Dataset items

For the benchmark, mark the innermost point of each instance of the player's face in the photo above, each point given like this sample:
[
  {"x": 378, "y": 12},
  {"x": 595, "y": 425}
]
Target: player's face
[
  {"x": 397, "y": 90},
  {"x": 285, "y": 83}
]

§ **Challenge**: Write out every line of the items above again, requests included, but rescale each x and y coordinate in the answers by multiplying it by 1.85 and rounding to the nearest whole number, with halves rounded up. Leave all numbers in the requests and their format samples unchanged.

§ **Answer to the task**:
For the benchmark, mark the innermost point of each instance of the player's face in the photo above, each point given like this sample:
[
  {"x": 378, "y": 12},
  {"x": 595, "y": 425}
]
Target: player's face
[
  {"x": 734, "y": 167},
  {"x": 527, "y": 154}
]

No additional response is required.